Block 16/17 (T-Block) is located in the U.K. sector of the South Viking Graben (SVG) adjacent to the Fladen Ground Spur (Figure 1). The T-Block fields were discovered by Philips Petroleum in the 1970s and have been on production since 1996. Three oil fields in the block produce from the Upper Jurassic Brae member of the Kimmeridge Clay Formation (Tiffany, Toni, and Thelma), the most southerly of which is the Thelma field (Figure 1B), which is developed through a seabed manifold tied back to the Tiffany platform. A total of seven producers have been drilled across the whole Thelma field area (Figure 2), with four wells dominating production: C1Z, C2, C3Z, and C4, cumulatively producing more than 58 MMSTB (2014). Apart from a small-scale water injection trial at C8Y (originally a producer), there has been no water injection to date.

Some previous workers (Arduini et al., 1993[1]; Cherry, 1993[2]; Kerlogue et al., 1994[3]; Gambaro and Donagemma, 2003[4]) have described aspects of the structure, stratigraphy, and sedimentology of the Brae member in T-Block. Cherry (1993[2]) provides a facies and facies association scheme for the Upper Jurassic of T-Block (building on earlier work by Turner et al., 1987[5]) and discusses the interplay between structure and lithofacies distribution. He interprets depositional subenvironments and fan evolution through time, but a detailed deposition model was not proposed for any of the fields. Gambaro and Donagemma (2003[4]) describe in more detail the Thelma area stratigraphy and the derivation of key petrophysical parameters, but again, a detailed depositional model is not proposed.

The definition of a coherent depositional model for the Upper Jurassic reservoirs within the Thelma area is compromised by subsurface data quality. Mapping facies distributions has been hindered by poor-quality seismic data combined with ambiguities in the geological data (e.g., biostratigraphy). In the full paper associated with this Wiki article, this uncertainty has been addressed through a multiple deterministic scenario approach that does not anchor the interpreter to one concept, but allows several concepts to be recognized (Bentley and Smith, 2008[6]). The objective of the full paper associated with this Wiki article is to present some generalized depositional concepts for the Thelma area and critically examine them in terms of both static and dynamic data, particularly with respect to reservoir distribution and connectivity, two of the principal risk elements of this field. Detailed facies schemes have been adequately described by previous authors and will not be repeated here. Instead, the full paper associated with this Wiki article focuses more on how the integration of a range of subsurface data, both static and dynamic, has led to the recognition of three different depositional model scenarios.

Figure 3 Summary of the Brae Play (Fraser et al., 2003[7]).

++++++++

WRITTEN EXERCISE 1 ::
Set down, word for word, the part of the Thelma field passage that opens with the words containing "Some previous workers" and closes with "is not proposed.".

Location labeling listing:
++++++++

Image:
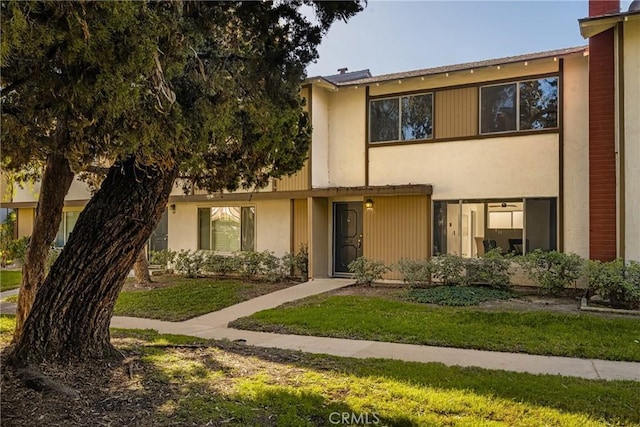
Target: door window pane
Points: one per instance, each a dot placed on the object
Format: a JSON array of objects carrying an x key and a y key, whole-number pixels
[
  {"x": 248, "y": 229},
  {"x": 541, "y": 228},
  {"x": 204, "y": 228}
]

++++++++

WRITTEN EXERCISE 2 ::
Please resize the whole listing. Reproduce every line of it, multiplying each x and y coordinate in the answers by 0.9 and rounding to whole numbers, with halves going up, and leave the pictures out.

WRITTEN REPLY 1 ::
Some previous workers (Arduini et al., 1993[1]; Cherry, 1993[2]; Kerlogue et al., 1994[3]; Gambaro and Donagemma, 2003[4]) have described aspects of the structure, stratigraphy, and sedimentology of the Brae member in T-Block. Cherry (1993[2]) provides a facies and facies association scheme for the Upper Jurassic of T-Block (building on earlier work by Turner et al., 1987[5]) and discusses the interplay between structure and lithofacies distribution. He interprets depositional subenvironments and fan evolution through time, but a detailed deposition model was not proposed for any of the fields. Gambaro and Donagemma (2003[4]) describe in more detail the Thelma area stratigraphy and the derivation of key petrophysical parameters, but again, a detailed depositional model is not proposed.

WRITTEN REPLY 2 ::
Image:
Target: door window pane
Points: one per instance, each a dot placed on the object
Format: a JSON array of objects carrying an x key and a y key, whole-number pixels
[
  {"x": 223, "y": 206},
  {"x": 487, "y": 205},
  {"x": 184, "y": 205}
]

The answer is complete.